WHAT IS BEING ASKED:
Set down the line that contains "rope in the photo above." and every line after it to the end of the entries, exactly as they stand and nothing more.

DATA SHOWN:

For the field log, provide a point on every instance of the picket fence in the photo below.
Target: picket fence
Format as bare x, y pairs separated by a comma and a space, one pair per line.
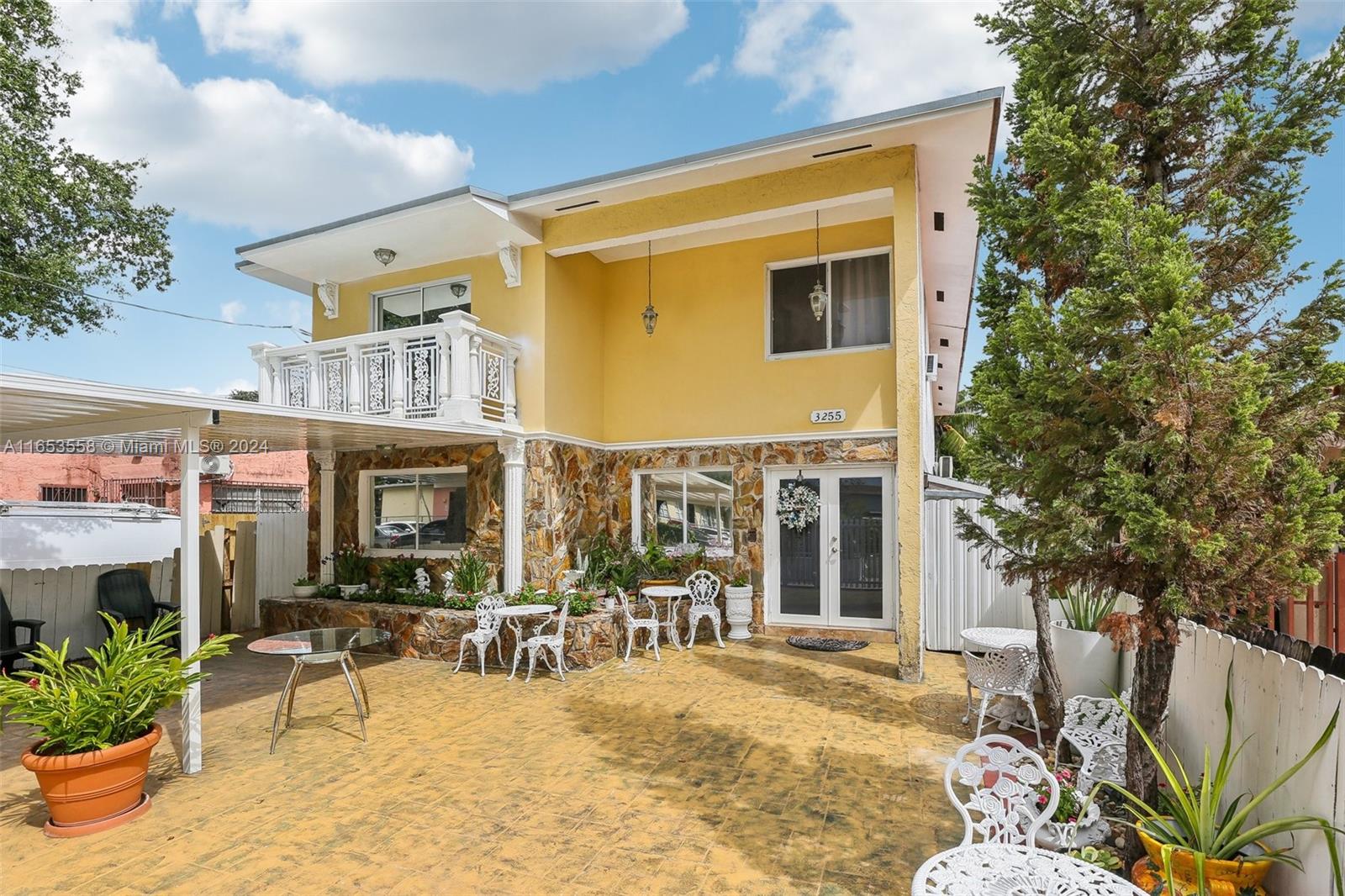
1284, 707
962, 591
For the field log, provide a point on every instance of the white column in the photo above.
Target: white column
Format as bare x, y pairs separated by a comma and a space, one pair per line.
326, 510
514, 468
188, 587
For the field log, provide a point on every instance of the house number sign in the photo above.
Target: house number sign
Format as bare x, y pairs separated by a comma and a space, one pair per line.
834, 414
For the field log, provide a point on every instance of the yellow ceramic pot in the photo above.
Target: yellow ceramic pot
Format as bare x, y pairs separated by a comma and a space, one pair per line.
1223, 878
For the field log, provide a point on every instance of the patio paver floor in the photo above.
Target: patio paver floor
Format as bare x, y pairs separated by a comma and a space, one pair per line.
757, 768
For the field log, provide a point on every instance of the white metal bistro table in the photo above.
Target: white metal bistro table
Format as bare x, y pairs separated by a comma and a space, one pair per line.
674, 595
313, 647
514, 618
1008, 710
999, 869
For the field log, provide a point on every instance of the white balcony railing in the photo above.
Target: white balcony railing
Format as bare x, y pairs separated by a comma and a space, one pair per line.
451, 370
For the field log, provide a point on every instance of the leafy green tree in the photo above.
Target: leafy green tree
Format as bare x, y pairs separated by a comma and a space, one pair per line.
69, 222
1142, 393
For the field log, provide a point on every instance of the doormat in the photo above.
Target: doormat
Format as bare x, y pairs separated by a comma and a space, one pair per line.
831, 645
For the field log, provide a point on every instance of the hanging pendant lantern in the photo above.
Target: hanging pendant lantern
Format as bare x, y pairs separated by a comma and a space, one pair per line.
818, 298
649, 315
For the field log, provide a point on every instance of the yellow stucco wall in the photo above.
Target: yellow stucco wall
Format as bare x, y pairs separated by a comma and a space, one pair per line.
704, 373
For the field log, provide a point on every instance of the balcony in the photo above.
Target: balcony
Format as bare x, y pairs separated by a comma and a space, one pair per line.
447, 370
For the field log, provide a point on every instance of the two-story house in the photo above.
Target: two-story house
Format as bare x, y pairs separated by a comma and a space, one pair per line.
656, 353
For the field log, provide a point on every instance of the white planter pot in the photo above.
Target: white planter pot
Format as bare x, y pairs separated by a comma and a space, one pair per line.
1086, 661
737, 606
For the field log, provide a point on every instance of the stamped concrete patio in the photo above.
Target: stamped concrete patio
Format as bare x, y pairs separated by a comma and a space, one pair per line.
757, 768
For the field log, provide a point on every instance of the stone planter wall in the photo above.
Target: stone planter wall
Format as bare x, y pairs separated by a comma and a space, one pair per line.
424, 633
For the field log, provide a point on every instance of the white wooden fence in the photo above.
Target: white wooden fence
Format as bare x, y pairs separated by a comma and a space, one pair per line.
1284, 707
961, 591
66, 599
282, 556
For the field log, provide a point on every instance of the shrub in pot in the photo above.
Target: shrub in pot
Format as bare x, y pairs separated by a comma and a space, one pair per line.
1201, 838
1086, 658
98, 721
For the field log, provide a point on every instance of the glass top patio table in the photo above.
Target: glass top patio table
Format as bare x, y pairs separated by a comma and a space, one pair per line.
319, 640
999, 869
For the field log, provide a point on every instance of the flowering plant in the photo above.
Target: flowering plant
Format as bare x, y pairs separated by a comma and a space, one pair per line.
798, 506
1071, 801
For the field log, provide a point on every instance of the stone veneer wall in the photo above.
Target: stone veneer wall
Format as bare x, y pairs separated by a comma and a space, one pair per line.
484, 494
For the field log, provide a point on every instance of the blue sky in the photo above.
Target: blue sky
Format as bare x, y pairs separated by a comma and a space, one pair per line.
260, 119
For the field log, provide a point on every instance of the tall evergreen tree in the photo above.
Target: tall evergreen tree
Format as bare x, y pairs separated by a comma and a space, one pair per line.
1141, 389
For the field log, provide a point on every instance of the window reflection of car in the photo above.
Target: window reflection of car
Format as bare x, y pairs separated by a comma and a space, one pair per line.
436, 532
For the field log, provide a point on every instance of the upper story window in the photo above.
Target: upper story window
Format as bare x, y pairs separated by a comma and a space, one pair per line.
858, 314
423, 304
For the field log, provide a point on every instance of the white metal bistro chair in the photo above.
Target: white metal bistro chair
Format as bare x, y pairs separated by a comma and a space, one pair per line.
488, 630
1001, 777
704, 587
639, 623
1095, 728
1010, 672
540, 643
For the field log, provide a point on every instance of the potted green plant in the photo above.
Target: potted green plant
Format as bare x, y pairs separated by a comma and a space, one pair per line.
1200, 837
470, 575
350, 568
737, 606
1086, 658
98, 721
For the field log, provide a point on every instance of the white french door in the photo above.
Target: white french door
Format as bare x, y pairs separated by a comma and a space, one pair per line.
840, 571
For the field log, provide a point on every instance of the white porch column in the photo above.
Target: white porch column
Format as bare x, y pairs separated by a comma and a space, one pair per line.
514, 468
326, 510
188, 587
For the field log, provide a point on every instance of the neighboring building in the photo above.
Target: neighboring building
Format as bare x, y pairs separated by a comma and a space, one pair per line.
269, 482
517, 326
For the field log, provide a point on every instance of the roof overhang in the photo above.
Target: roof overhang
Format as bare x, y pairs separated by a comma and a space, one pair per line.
459, 224
35, 408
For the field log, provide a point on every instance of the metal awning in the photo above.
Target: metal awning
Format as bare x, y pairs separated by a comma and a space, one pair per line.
98, 417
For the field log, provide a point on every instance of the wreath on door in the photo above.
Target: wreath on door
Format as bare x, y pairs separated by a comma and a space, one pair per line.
798, 505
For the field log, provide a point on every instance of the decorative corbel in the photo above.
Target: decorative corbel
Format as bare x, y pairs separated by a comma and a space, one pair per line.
511, 266
329, 293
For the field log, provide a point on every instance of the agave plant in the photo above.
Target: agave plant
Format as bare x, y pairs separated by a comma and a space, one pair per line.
1195, 820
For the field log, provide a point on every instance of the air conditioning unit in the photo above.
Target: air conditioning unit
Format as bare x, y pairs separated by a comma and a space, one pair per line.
217, 466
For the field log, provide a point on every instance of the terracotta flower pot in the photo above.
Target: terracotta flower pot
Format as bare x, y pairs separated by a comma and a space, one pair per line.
1223, 876
96, 790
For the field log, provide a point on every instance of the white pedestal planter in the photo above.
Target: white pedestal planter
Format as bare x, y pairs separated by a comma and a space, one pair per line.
737, 604
1086, 661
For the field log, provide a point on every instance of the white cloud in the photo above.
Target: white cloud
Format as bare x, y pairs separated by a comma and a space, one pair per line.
488, 46
704, 71
860, 58
239, 152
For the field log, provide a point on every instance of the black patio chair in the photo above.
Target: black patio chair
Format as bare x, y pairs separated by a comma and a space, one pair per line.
13, 649
125, 596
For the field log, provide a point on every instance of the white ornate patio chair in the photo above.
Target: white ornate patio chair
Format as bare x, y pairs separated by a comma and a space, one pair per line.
1001, 777
639, 623
704, 587
1095, 728
540, 643
488, 630
1002, 673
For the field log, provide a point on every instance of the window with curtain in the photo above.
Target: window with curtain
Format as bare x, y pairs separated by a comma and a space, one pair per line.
417, 306
858, 313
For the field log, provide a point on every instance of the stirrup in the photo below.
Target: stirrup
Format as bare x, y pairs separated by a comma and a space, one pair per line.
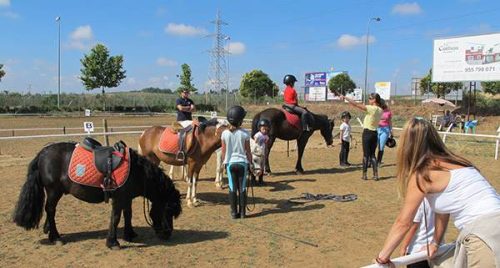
180, 156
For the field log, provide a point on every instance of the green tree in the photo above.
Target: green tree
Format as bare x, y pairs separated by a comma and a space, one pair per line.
99, 70
440, 89
491, 87
2, 72
342, 84
257, 84
186, 79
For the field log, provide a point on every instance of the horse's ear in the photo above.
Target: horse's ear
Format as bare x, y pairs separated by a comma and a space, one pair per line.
202, 119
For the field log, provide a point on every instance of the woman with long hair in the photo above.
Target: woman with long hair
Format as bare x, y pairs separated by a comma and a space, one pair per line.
369, 138
454, 187
237, 160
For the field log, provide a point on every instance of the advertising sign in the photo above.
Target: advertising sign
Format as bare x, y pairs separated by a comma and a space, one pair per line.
317, 93
383, 89
469, 58
315, 79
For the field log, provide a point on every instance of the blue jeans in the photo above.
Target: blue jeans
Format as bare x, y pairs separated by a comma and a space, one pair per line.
383, 135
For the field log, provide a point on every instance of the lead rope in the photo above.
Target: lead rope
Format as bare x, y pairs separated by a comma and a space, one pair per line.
145, 203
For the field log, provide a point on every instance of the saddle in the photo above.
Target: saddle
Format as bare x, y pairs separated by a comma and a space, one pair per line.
106, 158
178, 141
292, 118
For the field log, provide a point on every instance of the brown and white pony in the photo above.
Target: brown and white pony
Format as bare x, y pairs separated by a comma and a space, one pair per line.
207, 137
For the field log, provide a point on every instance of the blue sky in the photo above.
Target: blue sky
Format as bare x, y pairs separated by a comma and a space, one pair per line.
276, 36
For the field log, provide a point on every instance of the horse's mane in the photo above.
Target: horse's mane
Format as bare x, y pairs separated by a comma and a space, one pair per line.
159, 181
210, 123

COMPLETE ANSWER:
For the field log, provide a point on every instance of the lead rope in the photo above.
Target: lead rope
Format as bare x, y pairs separated by a comma and a space, one pair per line.
145, 203
For the field log, provide a point on every instance of the saddle in the photo above.
Target: saddle
Format as bare x, y pairs separated by a comma and a space, one pair per line.
106, 158
178, 141
292, 118
For the field log, provide a point on every instance of the brown and white pony in the photo above.
Target: brown and white pony
Format as bare x, y pairs separated by a comma and a space, one pair per line.
207, 137
For the field log, provide a point on every instance of the blue sky in the photo above.
Target: blue sky
Format as bare x, y pairs separated by a comma and a space, one pair per line.
276, 36
For the field log, provide a point on every instance of the horse's mane in the photo above.
Target: horse's mane
Format as bare x, y pairs separated by a comma and a space, one pair per line.
159, 181
210, 123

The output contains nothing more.